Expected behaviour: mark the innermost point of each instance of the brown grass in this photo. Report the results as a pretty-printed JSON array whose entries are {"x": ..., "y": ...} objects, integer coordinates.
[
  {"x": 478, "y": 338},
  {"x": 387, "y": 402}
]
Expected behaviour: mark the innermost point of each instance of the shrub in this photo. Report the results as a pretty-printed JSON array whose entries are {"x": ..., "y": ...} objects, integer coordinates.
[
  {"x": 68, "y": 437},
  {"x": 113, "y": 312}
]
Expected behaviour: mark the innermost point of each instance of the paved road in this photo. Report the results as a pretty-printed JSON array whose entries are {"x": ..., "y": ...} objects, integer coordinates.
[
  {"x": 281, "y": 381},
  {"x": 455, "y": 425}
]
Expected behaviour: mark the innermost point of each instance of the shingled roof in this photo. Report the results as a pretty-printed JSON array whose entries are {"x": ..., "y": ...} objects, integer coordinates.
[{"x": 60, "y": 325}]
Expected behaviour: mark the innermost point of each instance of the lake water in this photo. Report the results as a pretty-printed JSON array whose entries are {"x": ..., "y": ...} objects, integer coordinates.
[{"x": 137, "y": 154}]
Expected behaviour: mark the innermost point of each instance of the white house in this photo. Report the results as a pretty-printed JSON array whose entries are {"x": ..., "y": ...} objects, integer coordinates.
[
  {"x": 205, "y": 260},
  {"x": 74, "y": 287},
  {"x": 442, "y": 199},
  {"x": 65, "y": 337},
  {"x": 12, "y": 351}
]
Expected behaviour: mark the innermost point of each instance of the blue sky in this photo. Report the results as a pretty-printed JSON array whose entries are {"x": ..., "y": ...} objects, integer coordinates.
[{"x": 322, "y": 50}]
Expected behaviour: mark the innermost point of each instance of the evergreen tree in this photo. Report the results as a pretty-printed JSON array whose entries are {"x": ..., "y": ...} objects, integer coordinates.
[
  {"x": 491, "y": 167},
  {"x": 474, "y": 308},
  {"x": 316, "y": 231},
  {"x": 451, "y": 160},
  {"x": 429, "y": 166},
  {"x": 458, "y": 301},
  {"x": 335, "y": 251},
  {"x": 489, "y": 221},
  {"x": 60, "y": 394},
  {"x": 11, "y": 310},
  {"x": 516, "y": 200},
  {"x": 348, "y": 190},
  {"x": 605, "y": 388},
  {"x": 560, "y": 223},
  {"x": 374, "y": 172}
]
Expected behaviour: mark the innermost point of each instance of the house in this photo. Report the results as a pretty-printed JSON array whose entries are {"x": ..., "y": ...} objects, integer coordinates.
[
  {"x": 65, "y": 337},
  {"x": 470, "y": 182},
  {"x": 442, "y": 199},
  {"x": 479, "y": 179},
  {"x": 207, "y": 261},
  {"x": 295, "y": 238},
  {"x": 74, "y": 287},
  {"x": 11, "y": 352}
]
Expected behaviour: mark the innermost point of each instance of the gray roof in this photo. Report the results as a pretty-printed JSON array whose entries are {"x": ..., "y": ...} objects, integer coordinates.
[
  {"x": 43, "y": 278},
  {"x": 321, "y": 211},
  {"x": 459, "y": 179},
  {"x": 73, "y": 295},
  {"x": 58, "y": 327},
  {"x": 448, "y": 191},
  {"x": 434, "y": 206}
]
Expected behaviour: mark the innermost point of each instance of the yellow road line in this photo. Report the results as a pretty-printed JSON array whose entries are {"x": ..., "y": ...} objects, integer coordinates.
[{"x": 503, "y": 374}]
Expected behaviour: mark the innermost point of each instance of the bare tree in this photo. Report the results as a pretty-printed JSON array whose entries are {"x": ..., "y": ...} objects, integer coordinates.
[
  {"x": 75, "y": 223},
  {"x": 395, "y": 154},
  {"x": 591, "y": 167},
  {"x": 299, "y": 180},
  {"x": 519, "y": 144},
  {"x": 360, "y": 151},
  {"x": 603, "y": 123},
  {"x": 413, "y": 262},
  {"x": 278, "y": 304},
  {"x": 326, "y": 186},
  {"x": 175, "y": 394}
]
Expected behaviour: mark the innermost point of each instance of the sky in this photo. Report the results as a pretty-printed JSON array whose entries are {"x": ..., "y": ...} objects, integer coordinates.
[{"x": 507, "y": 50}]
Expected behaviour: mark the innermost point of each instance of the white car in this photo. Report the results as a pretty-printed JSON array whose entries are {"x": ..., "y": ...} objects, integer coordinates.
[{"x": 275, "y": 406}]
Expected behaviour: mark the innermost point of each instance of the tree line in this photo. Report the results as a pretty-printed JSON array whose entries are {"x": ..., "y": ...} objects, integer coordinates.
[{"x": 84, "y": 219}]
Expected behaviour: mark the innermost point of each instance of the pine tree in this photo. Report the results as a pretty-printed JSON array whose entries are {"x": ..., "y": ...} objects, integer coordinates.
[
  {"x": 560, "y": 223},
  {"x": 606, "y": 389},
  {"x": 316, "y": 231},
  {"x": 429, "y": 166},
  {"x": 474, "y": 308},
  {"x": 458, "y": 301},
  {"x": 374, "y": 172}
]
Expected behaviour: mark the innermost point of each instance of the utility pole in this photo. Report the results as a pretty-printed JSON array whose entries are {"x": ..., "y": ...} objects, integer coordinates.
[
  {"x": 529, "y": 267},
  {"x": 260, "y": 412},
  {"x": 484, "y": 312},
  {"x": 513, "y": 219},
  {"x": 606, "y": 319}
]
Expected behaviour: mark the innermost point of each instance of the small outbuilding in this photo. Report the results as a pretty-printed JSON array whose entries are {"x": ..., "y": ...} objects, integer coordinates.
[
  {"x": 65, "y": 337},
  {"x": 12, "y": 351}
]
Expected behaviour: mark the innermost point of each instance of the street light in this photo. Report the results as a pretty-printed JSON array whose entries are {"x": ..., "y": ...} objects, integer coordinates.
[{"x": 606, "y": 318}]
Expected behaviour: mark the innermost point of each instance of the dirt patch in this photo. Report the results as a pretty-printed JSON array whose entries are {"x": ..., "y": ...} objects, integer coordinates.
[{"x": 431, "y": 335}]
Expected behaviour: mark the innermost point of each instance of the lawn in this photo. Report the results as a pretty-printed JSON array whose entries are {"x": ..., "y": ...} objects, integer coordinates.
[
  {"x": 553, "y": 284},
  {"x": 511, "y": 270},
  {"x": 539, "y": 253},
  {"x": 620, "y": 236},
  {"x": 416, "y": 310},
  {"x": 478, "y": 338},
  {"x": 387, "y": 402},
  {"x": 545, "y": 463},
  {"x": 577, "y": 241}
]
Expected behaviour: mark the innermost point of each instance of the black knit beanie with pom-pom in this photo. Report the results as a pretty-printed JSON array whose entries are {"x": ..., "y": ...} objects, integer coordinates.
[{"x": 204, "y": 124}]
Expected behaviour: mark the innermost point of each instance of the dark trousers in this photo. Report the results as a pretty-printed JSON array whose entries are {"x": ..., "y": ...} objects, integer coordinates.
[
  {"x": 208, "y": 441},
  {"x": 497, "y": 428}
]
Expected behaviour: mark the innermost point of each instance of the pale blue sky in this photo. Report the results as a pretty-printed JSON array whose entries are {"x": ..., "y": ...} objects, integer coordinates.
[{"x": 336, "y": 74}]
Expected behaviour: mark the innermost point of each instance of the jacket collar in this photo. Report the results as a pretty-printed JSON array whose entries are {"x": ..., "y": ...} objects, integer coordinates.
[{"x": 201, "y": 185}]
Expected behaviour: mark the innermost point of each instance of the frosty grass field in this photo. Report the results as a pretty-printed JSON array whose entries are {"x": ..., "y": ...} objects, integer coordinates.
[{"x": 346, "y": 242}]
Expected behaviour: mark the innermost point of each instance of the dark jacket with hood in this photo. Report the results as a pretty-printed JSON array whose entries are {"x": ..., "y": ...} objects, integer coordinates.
________________
_HOW TO COMPLETE THIS TASK_.
Restate each line above word for word.

_YOUR RESPONSE_.
Expected behaviour: mark the innermost point of each instance of the brown grass in this photo. Report the results as a pretty-printed JSON array whose entries are {"x": ..., "y": ...} objects, integer coordinates.
[
  {"x": 478, "y": 338},
  {"x": 387, "y": 402}
]
Expected behaviour: mark the innermost point of each instance of the shrub in this photo. Report the results as a pretty-printed JSON array whose entries are {"x": ..., "y": ...} objects, integer coordinates.
[
  {"x": 68, "y": 437},
  {"x": 113, "y": 312}
]
Expected behaviour: mark the innermost point of each instance of the paved road in this photo. Report the results as a pretty-printed JSON array whose entries are {"x": ..., "y": ...} objects, integer coordinates.
[
  {"x": 281, "y": 381},
  {"x": 455, "y": 425}
]
Expected behaviour: mark the innermost point of each instance of the shingled roof in this photo. Report the results as a pretty-printed JSON array whose entries are {"x": ..., "y": ...} objects, integer coordinates.
[{"x": 60, "y": 325}]
Expected behaviour: mark the innermost point of each instance of the lake water in this photo. Report the results as a pretty-printed JSON array whose entries are {"x": ..., "y": ...} objects, integer coordinates.
[{"x": 137, "y": 154}]
Expected behaviour: mark the innermost point of each instance of the white house in this photo. Report the results as a pretty-printed JSON array whose entries are {"x": ..., "y": ...} objects, integer coordinates.
[
  {"x": 205, "y": 260},
  {"x": 74, "y": 287},
  {"x": 442, "y": 199},
  {"x": 65, "y": 337},
  {"x": 12, "y": 351}
]
Expected behaviour: mark the innermost point of each instance of the blue sky in this photo. Report the results as a pretty-printed JSON array whose entries are {"x": ..., "y": ...} objects, integer coordinates.
[{"x": 322, "y": 50}]
Expected behaviour: mark the innermost point of each instance of the evergreen tree in this photo. Report the results as a pretty-printed JSON array whose entries are {"x": ..., "y": ...} objects, integer coordinates.
[
  {"x": 491, "y": 167},
  {"x": 474, "y": 308},
  {"x": 316, "y": 231},
  {"x": 451, "y": 160},
  {"x": 429, "y": 166},
  {"x": 458, "y": 301},
  {"x": 335, "y": 251},
  {"x": 489, "y": 221},
  {"x": 60, "y": 394},
  {"x": 11, "y": 310},
  {"x": 516, "y": 200},
  {"x": 348, "y": 190},
  {"x": 605, "y": 388},
  {"x": 560, "y": 223},
  {"x": 374, "y": 172}
]
Expected behaviour: mark the innermost point of each instance of the house in this photo. Report the results as a pretty-printed JSON array whose entries are {"x": ..., "y": ...} objects, integer coordinates.
[
  {"x": 65, "y": 337},
  {"x": 470, "y": 182},
  {"x": 442, "y": 199},
  {"x": 479, "y": 179},
  {"x": 207, "y": 261},
  {"x": 295, "y": 238},
  {"x": 74, "y": 287},
  {"x": 11, "y": 352}
]
Expected behaviour: mark the innermost point of each instance of the gray roof in this photo. Report the results as a pretty-printed JSON array whose entries are {"x": ..., "y": ...} objects, integer coordinates.
[
  {"x": 43, "y": 278},
  {"x": 321, "y": 211},
  {"x": 459, "y": 179},
  {"x": 73, "y": 295},
  {"x": 58, "y": 327},
  {"x": 448, "y": 191},
  {"x": 434, "y": 206}
]
Expected behaviour: mark the innermost point of each instance of the yellow road line in this photo. Report the results as a pretty-printed JSON array whose entries are {"x": ..., "y": ...} objects, integer coordinates.
[{"x": 503, "y": 374}]
Expected behaviour: mark the innermost point of each instance of the bare tree in this photo. Report the results as a pretty-printed JSON array whose entries are {"x": ..., "y": ...} objects, integer coordinates.
[
  {"x": 75, "y": 223},
  {"x": 395, "y": 154},
  {"x": 591, "y": 167},
  {"x": 299, "y": 180},
  {"x": 519, "y": 144},
  {"x": 360, "y": 151},
  {"x": 603, "y": 123},
  {"x": 413, "y": 262},
  {"x": 278, "y": 304},
  {"x": 326, "y": 186},
  {"x": 175, "y": 394}
]
Expected behaviour: mark the innermost point of each instance of the sky in this photo. Report the results as a pretty-printed JSON array whose entries are {"x": ..., "y": ...} objects, integer coordinates.
[{"x": 507, "y": 50}]
Expected behaviour: mark the innermost point of each instance of the white car in this photo. Report the results as a pretty-printed JSON array whose entries are {"x": ..., "y": ...} objects, integer coordinates.
[{"x": 275, "y": 406}]
Expected behaviour: mark the innermost point of each instance of the tree line in this photo. Report the results as a pretty-printed JSON array whose entries are {"x": ..., "y": ...} objects, integer coordinates.
[{"x": 84, "y": 219}]
Expected behaviour: mark the innermost point of each instance of the pine tree in this photo. Report the results as a pretty-printed JSON array whose entries are {"x": ..., "y": ...} objects, integer coordinates.
[
  {"x": 560, "y": 223},
  {"x": 606, "y": 389},
  {"x": 316, "y": 231},
  {"x": 429, "y": 166},
  {"x": 474, "y": 308},
  {"x": 458, "y": 301},
  {"x": 374, "y": 172}
]
Expected behaviour: mark the innermost point of each instance of the utility pole in this photo. Report the results as a pretty-printed JSON array whose entries are {"x": ..., "y": ...} objects, integer coordinates.
[
  {"x": 529, "y": 267},
  {"x": 260, "y": 412},
  {"x": 484, "y": 312},
  {"x": 513, "y": 219},
  {"x": 606, "y": 319}
]
Expected behaviour: mark the innermost point of each instance of the small outbuilding in this photo. Report the results as a pretty-printed JSON array whose entries are {"x": ..., "y": ...} objects, integer coordinates.
[
  {"x": 65, "y": 337},
  {"x": 12, "y": 351}
]
Expected behaviour: mark the innermost point of each instance of the street light in this photo. Report the results as a pretty-printed JSON array whose entries are {"x": ..., "y": ...} objects, integer coordinates.
[{"x": 606, "y": 318}]
Expected behaviour: mark the innermost point of each instance of the dirt patch in this photo. Report the results as a pretty-printed JSON array whose entries are {"x": ..., "y": ...} objects, integer coordinates.
[{"x": 431, "y": 335}]
Expected behaviour: mark the innermost point of each instance of the lawn in this photo. Report the results as a pretty-printed JSON array whose entries are {"x": ..., "y": ...} objects, integer coordinates.
[
  {"x": 553, "y": 284},
  {"x": 511, "y": 270},
  {"x": 539, "y": 253},
  {"x": 620, "y": 236},
  {"x": 416, "y": 310},
  {"x": 478, "y": 338},
  {"x": 387, "y": 402},
  {"x": 545, "y": 463},
  {"x": 577, "y": 241}
]
Expected behaviour: mark the innermost point of each instance of the black knit beanie with pom-pom in this photo. Report the results as a pretty-printed JSON array whose entries are {"x": ..., "y": ...} objects, integer coordinates.
[{"x": 204, "y": 124}]
Expected behaviour: mark the innermost point of each instance of the dark trousers in this photo. Report the results as a pretty-printed JSON array whose entries are {"x": ..., "y": ...} objects, integer coordinates.
[
  {"x": 208, "y": 441},
  {"x": 497, "y": 428}
]
Expected behaviour: mark the innermost point of each instance of the pale blue sky in this photo. Report the results as a pretty-printed JSON array whose entries are {"x": ..., "y": ...} objects, integer coordinates.
[{"x": 336, "y": 74}]
Expected behaviour: mark the innermost point of each instance of the jacket collar in this photo. Report the results as a pretty-printed JSON array whose entries are {"x": ..., "y": ...} objects, integer coordinates.
[{"x": 201, "y": 185}]
Expected behaviour: mark the innermost point of each instance of the frosty grass field in this photo. Report the results as a pretty-printed JSON array whose entries are {"x": ..., "y": ...} objects, integer coordinates.
[{"x": 346, "y": 242}]
Expected behaviour: mark the innermost point of each instance of the dark jacket with hood in this photo. Report the results as a pretty-printed JSON array whose entries are {"x": ..., "y": ...} objects, integer coordinates.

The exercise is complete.